**What is needed:** Copy the part of the kernel release post below word for word, starting at "i guess 2.6.10" and ending at "a non-root user).".
### Selected passage
[PlanetCCRMA] added: even _more_ kernels; updated: rtload

Shayne O'Connor forums@machinehasnoagenda.com
Fri Dec 31 00:28:00 2004


On Fri, 2004-12-31 at 08:11, Fernando Lopez-Lezcano wrote:
> Hi all, let's enter 2005 booting into yet another new kernel! (as if we
> did not have enough of them :-)
> 
> I just released kernel version 2.6.9-2.3.rdt.rhfc2.ccrma, the Fedora
> Core 2 version of the one that I released yesterday. Regretfully Pato
> (de la Cuadra) reports that it does not solve the video binary driver
> problem. 

correct - i get the same error as before ... however, with the 2.6.10
kernel, i was able to install the latest nvidia driver (6629) which
would boot into xfce, but only behind the "smokescreen" of the nvidia
splashscreen (really wierd - i could see the "stopped" of qjackctl as
well as the taskbar icon but nothing else - the desktop is still there,
just invisible). 

a patched earlier driver (6111) was able to install and boot (on 2.6.10
as well) from runlevel 3, but just gave a black screen when booting from
scratch.

i guess 2.6.10 looks a lot less buggy as far as issues with the nvidia
driver goes ...

> 
> But there's more....
> 
> I also released kernel version 2.6.10-2.1.ll for Fedora Core 2 and
> Fedora Core 3. This is the stock 2.6.10 kernel with the realtime linux
> security module added (so that you can run Jack and his friends with
> realtime priority as a non-root user). 
> An "apt-get update", "apt-get dist-upgrade" will automatically take you
> (assuming you have the planetccrma-core-* package installed) to the
> safer 2.6.10 based kernel. This is the "stable" kernel so you should not
> have problems booting your machine. I would not bet on that, of course
> :-) The performance of this kernel is terms of low latency is definitely
> not as good as the more risky kernel based on 2.6.9-rc3-mm1 and Ingo's
> patches, but it should work fine on more hardware.
######
### Data entries
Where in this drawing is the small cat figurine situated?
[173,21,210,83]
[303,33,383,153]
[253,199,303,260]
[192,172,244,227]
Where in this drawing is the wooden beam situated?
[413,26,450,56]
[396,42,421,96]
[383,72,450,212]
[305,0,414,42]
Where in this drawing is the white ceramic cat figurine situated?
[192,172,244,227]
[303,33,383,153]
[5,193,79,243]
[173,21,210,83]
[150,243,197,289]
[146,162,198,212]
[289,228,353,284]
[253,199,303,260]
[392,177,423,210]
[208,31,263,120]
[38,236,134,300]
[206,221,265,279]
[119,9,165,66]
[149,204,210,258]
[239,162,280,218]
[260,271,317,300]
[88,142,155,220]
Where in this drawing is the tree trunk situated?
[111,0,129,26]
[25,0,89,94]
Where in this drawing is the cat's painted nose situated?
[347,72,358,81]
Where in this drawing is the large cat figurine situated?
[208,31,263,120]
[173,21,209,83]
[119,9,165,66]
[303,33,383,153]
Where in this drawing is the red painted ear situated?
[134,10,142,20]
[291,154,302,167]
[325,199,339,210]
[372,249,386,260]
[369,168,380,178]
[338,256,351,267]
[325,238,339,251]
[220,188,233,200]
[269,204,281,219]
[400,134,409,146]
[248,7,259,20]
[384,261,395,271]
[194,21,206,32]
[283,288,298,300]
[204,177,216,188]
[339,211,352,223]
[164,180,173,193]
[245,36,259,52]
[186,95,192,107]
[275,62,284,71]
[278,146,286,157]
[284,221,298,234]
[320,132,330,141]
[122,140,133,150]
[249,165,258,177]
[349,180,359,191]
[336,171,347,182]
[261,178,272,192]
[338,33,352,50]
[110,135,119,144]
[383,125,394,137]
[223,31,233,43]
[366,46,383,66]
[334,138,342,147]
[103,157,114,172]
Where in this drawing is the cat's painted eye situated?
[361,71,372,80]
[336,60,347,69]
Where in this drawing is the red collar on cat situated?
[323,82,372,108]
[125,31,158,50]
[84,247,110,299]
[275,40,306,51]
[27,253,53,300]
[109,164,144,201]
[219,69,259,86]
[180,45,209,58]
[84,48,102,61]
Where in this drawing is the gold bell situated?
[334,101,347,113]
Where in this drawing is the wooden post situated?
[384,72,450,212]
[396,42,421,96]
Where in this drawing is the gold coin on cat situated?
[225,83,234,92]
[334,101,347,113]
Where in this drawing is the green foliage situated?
######
**Task output:**
i guess 2.6.10 looks a lot less buggy as far as issues with the nvidia
driver goes ...

> 
> But there's more....
> 
> I also released kernel version 2.6.10-2.1.ll for Fedora Core 2 and
> Fedora Core 3. This is the stock 2.6.10 kernel with the realtime linux
> security module added (so that you can run Jack and his friends with
> realtime priority as a non-root user).